--- start of READING TEXT ---
A thing about the moonlight...The intensity is a factor as well. It may look to the human eye that its bright, but plants do not "see" that kind of light like we do..As close to pure dark indoors is the best way to go.  Without the use of a light meter, you can't be sure if the light leak is enough to trigger photsynthesis or create light stress.

Oh and we canot exchange personal info on this forum its against the rules


----------



## tryer77 (Nov 30, 2009)

Hi guys,

Couldnt sleep last night, so I pulled an all nighter.

Lets see now:

1 - Gave everything a second coating of Aluminium foil. (gaddam I hate coating everything twice with aluminium foil)
2 - Gutted my old Xbox, scrounged the metal plating inside, and cut it to size to make two reflectors.
3 - Rivetted two light bulb holders to the support bracket along with the reflectors.
4 - re-checked for air leaks
5 - Installed two bulbs. One is a Lexman E27 2100 Lumen, 20W, 6400k CFL , and the other is a Raydan E27 2130 Lumen 20w, 2700k CFL. I did this to try and have a broader spectrum, as I will be staggering my grows.
6 - Accidentally ripped out the wiring for the timer and 12v adapter, so I had to strip down the support shelf again, and redo the wiring. This time I used a whole bunch of thermal glue to hold everything in place.
7 - Got an old sieve, and made a little box to fit into the support panel. This is where I will be putting the activated charcoal. The idea here was to have a large surface area so as to not restrict airflow through the case.

Dont mean to be flying my own flag, but damn it feels good to look over my grow box in the middle of the floor. That sucker is bright.


So... apologies to anyone who was looking for a step by step guide. I really intended on doing it like that, but I just changed my ideas about a lot of things constantly, and I would have probably spent more time re-doing my posts than actually building my grow box.
--- end of READING TEXT ---
--- start of RECORDED DATA ---
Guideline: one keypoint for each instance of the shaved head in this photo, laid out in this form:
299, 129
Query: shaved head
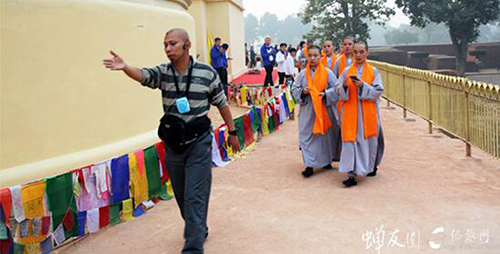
330, 42
183, 35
--- end of RECORDED DATA ---
- _WRITTEN EXERCISE A_:
Answer these questions about the grow box thread:
(i) What can't be known for sure without a light meter?
(ii) What did the poster take apart to get metal for the two reflectors?
(iii) Why did the poster install two bulbs with different color temperatures?
- _WRITTEN EXERCISE B_: Carry on the grow box thread from the point where it stops.
The rows play no part in this work.

- _WRITTEN RESPONSE A_:
(i) Whether the light leak is enough to trigger photosynthesis or create light stress.
(ii) An old Xbox.
(iii) To try to get a broader spectrum, since the grows will be staggered.

- _WRITTEN RESPONSE B_:
My first impressions:

Light: There is light leakage in two spots. first is the rear extractor fans. tested putting a cloth over the filter box, and pow.light went down to just perceptible, although still there. What went wrong? Forgot about insulating the support panel against the side panels, so in some spots light is leaking through. Solution? Grab some 3mm self adhesive foam isulators and line all around the support panel.  Second place where there is light leakage is through the front intake fan. Isnt much, but it;s there. The cool thing is that it's shining throught the case leds (which I left in), so at first glance, it just looks like it's a powered on pc.  Great success!

Sound: This is not a low noise box.the problem I think is because of the size of the pc case, it makes the fans have a much bass-ier sound, so it seems to carry more. Solution: Not a problem to me, but if i had to do it again, I'd put the carbon filter on the outside, thereby reducing turbulence inside the box. 

Smell: Well, none yet  , but I hope to be reporting back on details of smell in about a month.

Also, last night, I ordered my seeds:

3 x Joint Doctor Lowryder 2 Automatic Feminised, plus 3 x Litte Devil - Ministry of Cannabis Feminised.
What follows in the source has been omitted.